EXERCISE INSTRUCTIONS:
a – In the article on BLEURT below, what does BLEU compare individual translated segments with?
b – From the article on BLEURT below, reproduce everything from "The rapid evolution" down to "better syntactic structure.".
c – Render this sentence from the article on BLEURT below into Spanish: "One of the regular challenges in the NLG space is the quality evaluation of models."

Start of PASSAGE GIVEN

Google’s BLEURT is BERT for Evaluating Natural Language Generation Models
The new method uses BERT pretrained models to evaluate the quality of the output of NLG models.
Natural language generation(NLG) is one of the fastest growing areas of research in deep learning. NLG applications are everywhere around us in areas such as text summarization, question-answering, translation and many others. One of the regular challenges in the NLG space is the quality evaluation of models. Most methods todays rely on human evaluation which has obvious subjectivity and scale limitations. In a recent paper, Google Research proposed BLEURT, a transfer learning model that can achieve human quality levels in the scoring of NLG systems.
The idea of BLEURT is to address some of the limitations of human evaluation in NLG systems while helping improve NLG models. Transformer architectures like Google BERT achieved record levels in different natural language understanding(NLU) tasks. In order to do that, BERT had to built implicit knowledge about text quality. BLEURT tries to leverage these capabilities of BERT in order to develop a scoring method for NLG systems that matches human performance.
What Makes a Good NLG Sentence?
To understand the magnitude of the challenge BLEURT is trying to address, it might be helpful to first develop a criteria to evaluate the quality of a NLG sentence. When presented with a specific text, how do we judge its quality? There are many aspects that go into consideration. Fluency, clarity of the main idea, expressiveness, syntactic and semantic correctness and dozens of others. Many of those criterions are incredibly subjective but human judgement but still is possible to develop quantitative metrics that reflects its results.
The rapid evolution of NLU systems prompted the creation of different metrics to evaluate its performance. In the machine translation space, one of the metrics that have seen the widest adoption is the bilingual evaluation understudy(BLEU). Conceptually, BLEU tries to quantify the quality of a text translated from one language to another. BLEU works by comparing any individual translated segments with reference translations and averaging the results of the whole corpus for a final score. The results are a value from 0–1 or 1–100 where the highest score represents the highest similarity of the reference text. The following illustrates a sample BLEU evaluation. In that result, we can see that the first sentence clearly obtains the highest BLEU score but, interestingly enough, the third sentence obtains a higher score than the second one due to a better syntactic structure.
In addition to metrics like BLEU, the machine learning community has produced many reference datasets that can be used to evaluate the performance of NLG systems. The WMT Metrics Shared Task dataset is one of the most popular sources to evaluate the benchmark the performance of NLG tasks.
Now we have an idea of how human evaluation works for NLG systems. Can that be recreated with machine learning methods.
The fundamental challenge of creating a quality metric for NLG system is that it should not only match human judgement but do so across all sorts of conversational domains. This challenge is even more relevant if we consider the small amount of training data available. Fortunately, Google has been at the forefront of some of the most impressive breakthroughs in language understanding and representations. BERT sparked a new wave of innovation in the NLU space with its Transformer based architecture that were able to achieve state of the art performance across different NLP tasks. BERT seems like an ideal candidate in order to leverage unsupervised representations that could mitigate the absence of large training datasets for NLG evaluation tasks.

End of PASSAGE GIVEN
Start of DATASET EXTRACT

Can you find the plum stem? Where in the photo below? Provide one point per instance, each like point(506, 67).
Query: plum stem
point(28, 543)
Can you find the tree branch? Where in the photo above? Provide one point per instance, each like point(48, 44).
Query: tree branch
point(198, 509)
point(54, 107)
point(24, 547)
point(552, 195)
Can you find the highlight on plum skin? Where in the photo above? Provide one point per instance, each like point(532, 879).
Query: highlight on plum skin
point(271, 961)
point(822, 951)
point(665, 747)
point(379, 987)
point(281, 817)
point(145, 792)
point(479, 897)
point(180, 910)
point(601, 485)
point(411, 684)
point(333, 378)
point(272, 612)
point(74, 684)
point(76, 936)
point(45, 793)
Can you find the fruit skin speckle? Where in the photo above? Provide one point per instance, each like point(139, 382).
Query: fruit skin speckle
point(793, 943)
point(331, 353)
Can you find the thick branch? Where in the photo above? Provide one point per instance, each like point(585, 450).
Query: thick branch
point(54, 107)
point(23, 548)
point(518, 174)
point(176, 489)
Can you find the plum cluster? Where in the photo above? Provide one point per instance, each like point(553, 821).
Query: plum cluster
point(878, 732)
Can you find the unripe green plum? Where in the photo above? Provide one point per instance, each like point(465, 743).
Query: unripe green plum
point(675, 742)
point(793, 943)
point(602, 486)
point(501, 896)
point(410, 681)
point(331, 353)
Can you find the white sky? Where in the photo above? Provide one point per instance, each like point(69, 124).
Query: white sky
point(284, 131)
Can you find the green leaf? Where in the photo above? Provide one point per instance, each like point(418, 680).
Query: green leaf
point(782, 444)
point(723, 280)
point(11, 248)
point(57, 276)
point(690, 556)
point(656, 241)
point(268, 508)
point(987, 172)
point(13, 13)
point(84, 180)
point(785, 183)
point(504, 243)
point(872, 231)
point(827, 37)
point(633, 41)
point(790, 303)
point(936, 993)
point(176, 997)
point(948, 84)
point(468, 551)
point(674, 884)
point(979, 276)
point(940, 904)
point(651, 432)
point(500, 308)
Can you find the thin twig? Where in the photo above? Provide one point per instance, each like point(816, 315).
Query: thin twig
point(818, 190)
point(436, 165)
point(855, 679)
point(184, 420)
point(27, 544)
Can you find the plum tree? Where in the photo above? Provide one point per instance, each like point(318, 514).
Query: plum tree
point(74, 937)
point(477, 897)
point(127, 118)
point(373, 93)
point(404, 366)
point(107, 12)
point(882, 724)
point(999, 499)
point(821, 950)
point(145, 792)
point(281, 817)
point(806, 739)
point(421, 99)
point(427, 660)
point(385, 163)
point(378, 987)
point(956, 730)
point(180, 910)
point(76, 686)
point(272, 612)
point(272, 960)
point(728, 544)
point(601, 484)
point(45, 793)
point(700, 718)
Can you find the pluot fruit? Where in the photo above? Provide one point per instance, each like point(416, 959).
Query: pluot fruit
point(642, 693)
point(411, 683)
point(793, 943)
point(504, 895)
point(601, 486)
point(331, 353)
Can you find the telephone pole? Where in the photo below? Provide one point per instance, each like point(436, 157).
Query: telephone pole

End of DATASET EXTRACT

SOLUTIONS TO THE EXERCISE:
a – Reference translations.

b –
The rapid evolution of NLU systems prompted the creation of different metrics to evaluate its performance. In the machine translation space, one of the metrics that have seen the widest adoption is the bilingual evaluation understudy(BLEU). Conceptually, BLEU tries to quantify the quality of a text translated from one language to another. BLEU works by comparing any individual translated segments with reference translations and averaging the results of the whole corpus for a final score. The results are a value from 0–1 or 1–100 where the highest score represents the highest similarity of the reference text. The following illustrates a sample BLEU evaluation. In that result, we can see that the first sentence clearly obtains the highest BLEU score but, interestingly enough, the third sentence obtains a higher score than the second one due to a better syntactic structure.

c – Uno de los desafíos habituales en el ámbito de la NLG es la evaluación de la calidad de los modelos.